文書の抜粋
そもそも「力量(りきりょう)」とは、個々の業務に必要な技能、知識、資格、経験等の能力のことを指しています。
この「力量」を力量管理表(スキルマップ)などで管理・活用することを力量管理(スキル管理)と呼びます。
品質マネジメントシステム規格であるISO9001の定義する「力量」とは、「意図した結果を達成するために、知識及び技能を適用する能力」のことです。ここで言う力量とは、単に「能力を持っている」ということだけを意味しません。それは実際の業務に置ける状況に合わせて柔軟に使いこなせる能力のことを意味しています。
具体的に、ISO9001では「力量」は次のように定義されています。
ISO9001の要求事項では、「力量」を、以下のように定義しています(「7.2「力量」」。
7.2 力量
組織は次の事項を行わなければならない。
- 品質マネジメントシステムのパフォーマンス及び有効性に影響を与える業務をその管理下で行う人(又は人々)に必要な力量を明確にする。
- 適切な教育、訓練又は経験に基づいて、それらの人々が力量を揃えていることを確実にする。
- 該当する場合には、必ず、必要な力量を身につけるための処置をとり、とった処置の有効性を評価する。
- 力量の証拠として、適切な文書化した情報を保持する。
注記 適用される処置には、例えば、現在雇用している人々に対する、教育訓練の提供、指導の実施、配置転換の実施などがあり、また、力量を備えた人々の雇用、そうした人々との契約締結などもあり得る。
ISO9001:2015「7.2 力量」
「力量管理」によって、企業はISOや監査への対応ではなく、中長期的な人材育成や従業員エンゲージメントの向上などのメリットが得られます。
ISOで求められる抜け漏れのない管理の実現
安全衛生・品質維持水準の照明
力量管理の基本要素については、アメリカの経済学者であるロバート・リー・カッツ(Robert Lee Katz)が提唱した「カッツ理論」に基づいて整理してみましょう。
カッツ理論では、仕事を行う際の人の能力を「テクニカルスキル」「ヒューマンスキル」「コンセプチュアルスキル」の3つに分類しています。このうち、一般的な働き手を指す「メンバー」に対して求められる割合が多いのが、テクニカルスキル、すなわち「業務を遂行する能力」です。

使用するデータ

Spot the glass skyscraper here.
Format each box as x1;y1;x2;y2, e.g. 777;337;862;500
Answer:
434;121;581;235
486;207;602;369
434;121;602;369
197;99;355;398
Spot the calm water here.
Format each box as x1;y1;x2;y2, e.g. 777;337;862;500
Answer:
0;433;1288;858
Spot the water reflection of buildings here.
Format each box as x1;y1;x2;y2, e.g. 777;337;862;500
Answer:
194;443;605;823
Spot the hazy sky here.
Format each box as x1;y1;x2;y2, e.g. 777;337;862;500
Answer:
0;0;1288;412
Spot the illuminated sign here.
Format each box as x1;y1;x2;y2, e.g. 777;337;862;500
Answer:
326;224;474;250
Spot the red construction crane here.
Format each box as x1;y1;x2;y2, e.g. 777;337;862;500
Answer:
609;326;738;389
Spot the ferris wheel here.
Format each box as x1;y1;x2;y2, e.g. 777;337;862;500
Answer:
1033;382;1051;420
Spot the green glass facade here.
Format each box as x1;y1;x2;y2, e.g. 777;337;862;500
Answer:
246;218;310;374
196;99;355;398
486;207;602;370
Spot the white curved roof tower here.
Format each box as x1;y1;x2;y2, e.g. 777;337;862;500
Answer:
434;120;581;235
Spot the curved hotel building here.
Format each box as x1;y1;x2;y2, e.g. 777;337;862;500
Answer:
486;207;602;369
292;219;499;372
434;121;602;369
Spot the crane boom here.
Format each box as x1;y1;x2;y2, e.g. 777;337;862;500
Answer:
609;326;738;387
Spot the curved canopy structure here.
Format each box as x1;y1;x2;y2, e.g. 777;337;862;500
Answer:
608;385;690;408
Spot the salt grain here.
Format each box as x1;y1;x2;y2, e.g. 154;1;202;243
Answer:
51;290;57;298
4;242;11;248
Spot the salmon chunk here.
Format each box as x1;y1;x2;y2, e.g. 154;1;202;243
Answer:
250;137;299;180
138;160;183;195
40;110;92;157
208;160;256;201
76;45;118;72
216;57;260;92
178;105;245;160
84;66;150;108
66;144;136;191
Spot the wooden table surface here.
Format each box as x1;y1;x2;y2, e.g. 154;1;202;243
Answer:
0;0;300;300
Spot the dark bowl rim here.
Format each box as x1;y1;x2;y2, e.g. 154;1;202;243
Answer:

課題 1
リストの全行を、一字一句変えずにそのまま出力してください。
課題 2
力量管理の文章の最後の文に続けて、その後の部分を書き進めてください。
力量管理の文章とリストは、互いに独立した別々の資料です。

期待される出力 1
Spot the glass skyscraper here.
Format each box as x1;y1;x2;y2, e.g. 777;337;862;500
Answer:
434;121;581;235
486;207;602;369
434;121;602;369
197;99;355;398
Spot the calm water here.
Format each box as x1;y1;x2;y2, e.g. 777;337;862;500
Answer:
0;433;1288;858
Spot the water reflection of buildings here.
Format each box as x1;y1;x2;y2, e.g. 777;337;862;500
Answer:
194;443;605;823
Spot the hazy sky here.
Format each box as x1;y1;x2;y2, e.g. 777;337;862;500
Answer:
0;0;1288;412
Spot the illuminated sign here.
Format each box as x1;y1;x2;y2, e.g. 777;337;862;500
Answer:
326;224;474;250
Spot the red construction crane here.
Format each box as x1;y1;x2;y2, e.g. 777;337;862;500
Answer:
609;326;738;389
Spot the ferris wheel here.
Format each box as x1;y1;x2;y2, e.g. 777;337;862;500
Answer:
1033;382;1051;420
Spot the green glass facade here.
Format each box as x1;y1;x2;y2, e.g. 777;337;862;500
Answer:
246;218;310;374
196;99;355;398
486;207;602;370
Spot the white curved roof tower here.
Format each box as x1;y1;x2;y2, e.g. 777;337;862;500
Answer:
434;120;581;235
Spot the curved hotel building here.
Format each box as x1;y1;x2;y2, e.g. 777;337;862;500
Answer:
486;207;602;369
292;219;499;372
434;121;602;369
Spot the crane boom here.
Format each box as x1;y1;x2;y2, e.g. 777;337;862;500
Answer:
609;326;738;387
Spot the curved canopy structure here.
Format each box as x1;y1;x2;y2, e.g. 777;337;862;500
Answer:
608;385;690;408
Spot the salt grain here.
Format each box as x1;y1;x2;y2, e.g. 154;1;202;243
Answer:
51;290;57;298
4;242;11;248
Spot the salmon chunk here.
Format each box as x1;y1;x2;y2, e.g. 154;1;202;243
Answer:
250;137;299;180
138;160;183;195
40;110;92;157
208;160;256;201
76;45;118;72
216;57;260;92
178;105;245;160
84;66;150;108
66;144;136;191
Spot the wooden table surface here.
Format each box as x1;y1;x2;y2, e.g. 154;1;202;243
Answer:
0;0;300;300
Spot the dark bowl rim here.
Format each box as x1;y1;x2;y2, e.g. 154;1;202;243
Answer:

期待される出力 2
テクニカルスキルは他の2つのスキルと異なり、知識と技能で構成されていて、必要な経験を通じて習得することが可能です。ISOの要求事項として示される能力の多くは、このテクニカルスキルに分類されています。つまりこの部分が、力量管理における基本要素であるといえます。
業務を遂行するうえで必要な能力。職種により異なる
組織内で良好な人間関係の構築や維持に必要とされる能力。一般社員と管理職によって異なる
物事を概念化・抽象化して本質を見極める能力。主に経営層などのトップ管理職に必要とされる
関連記事:SECIモデルとは?ナレッジマネジメントへの活用と具体例
力量管理の基本要素を抑え運用を始めたとしても、管理を完璧に実行できている企業はそうそう多くありません。力量管理は、最新の情報を正確に把握することが重要になるため、以下の運用面や制度設計に課題を抱えているケースがよく見られます。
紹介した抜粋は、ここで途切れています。